## Exercise instructions
Identify each line in the data below that contains the word "cluster" and copy those lines out in full. Case matters.

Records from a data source
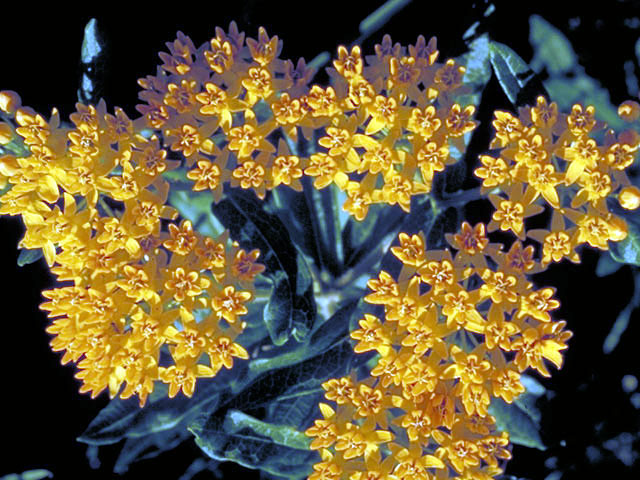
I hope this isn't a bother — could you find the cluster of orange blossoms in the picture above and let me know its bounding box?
[137,23,476,220]
[0,23,640,480]
[306,223,571,480]
[475,97,640,267]
[306,97,640,480]
[0,92,264,405]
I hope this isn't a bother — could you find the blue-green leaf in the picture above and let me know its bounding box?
[189,410,318,479]
[456,33,491,106]
[489,41,546,106]
[78,372,232,445]
[489,393,546,450]
[0,468,53,480]
[78,18,105,103]
[212,188,315,345]
[596,252,622,277]
[529,15,578,76]
[608,200,640,266]
[18,248,44,267]
[113,425,190,475]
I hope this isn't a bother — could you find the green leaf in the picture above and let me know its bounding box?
[596,252,622,277]
[267,187,323,265]
[0,468,53,480]
[529,15,628,130]
[78,303,356,445]
[113,425,190,475]
[489,393,546,450]
[212,188,315,345]
[609,222,640,266]
[342,205,402,269]
[456,33,491,106]
[266,379,324,430]
[18,248,44,267]
[529,15,578,76]
[489,41,546,106]
[178,458,223,480]
[189,410,318,479]
[78,370,232,445]
[78,18,106,103]
[169,188,224,238]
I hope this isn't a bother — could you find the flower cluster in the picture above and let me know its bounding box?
[475,97,640,267]
[306,227,571,480]
[0,92,264,405]
[137,23,476,220]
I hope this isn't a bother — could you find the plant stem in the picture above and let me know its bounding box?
[437,187,484,210]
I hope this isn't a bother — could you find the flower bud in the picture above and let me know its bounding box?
[607,215,629,242]
[0,90,22,114]
[0,155,20,177]
[618,100,640,122]
[0,122,13,145]
[618,186,640,210]
[618,130,640,150]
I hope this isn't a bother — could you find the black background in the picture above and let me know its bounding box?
[0,0,640,480]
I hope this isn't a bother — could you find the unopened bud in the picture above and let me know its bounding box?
[0,122,13,145]
[618,130,640,150]
[618,186,640,210]
[0,90,22,114]
[608,215,629,242]
[618,100,640,122]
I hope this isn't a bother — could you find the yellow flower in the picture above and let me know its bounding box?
[211,285,252,323]
[618,186,640,210]
[333,45,363,78]
[473,155,509,189]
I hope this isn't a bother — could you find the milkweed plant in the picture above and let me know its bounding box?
[0,6,640,480]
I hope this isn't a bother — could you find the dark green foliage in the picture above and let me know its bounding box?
[212,188,315,345]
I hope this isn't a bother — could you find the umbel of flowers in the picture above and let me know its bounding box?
[0,92,264,405]
[0,23,640,480]
[0,23,476,405]
[306,227,571,480]
[137,23,476,220]
[306,97,640,480]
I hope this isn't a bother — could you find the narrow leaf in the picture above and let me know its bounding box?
[189,410,318,479]
[212,188,315,345]
[489,393,546,450]
[18,248,44,267]
[489,41,546,106]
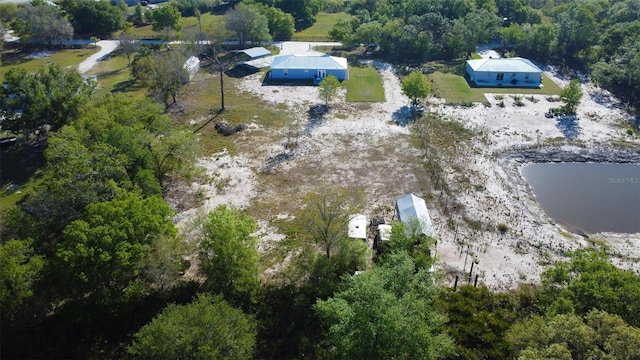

## Reply
I hope this isn't a bother — could you find the cluster of orange blossoms in the picture above and let me know its bounding box?
I hope this isn't a bother — could you find the flower cluster in the picture above and let me know its bounding box?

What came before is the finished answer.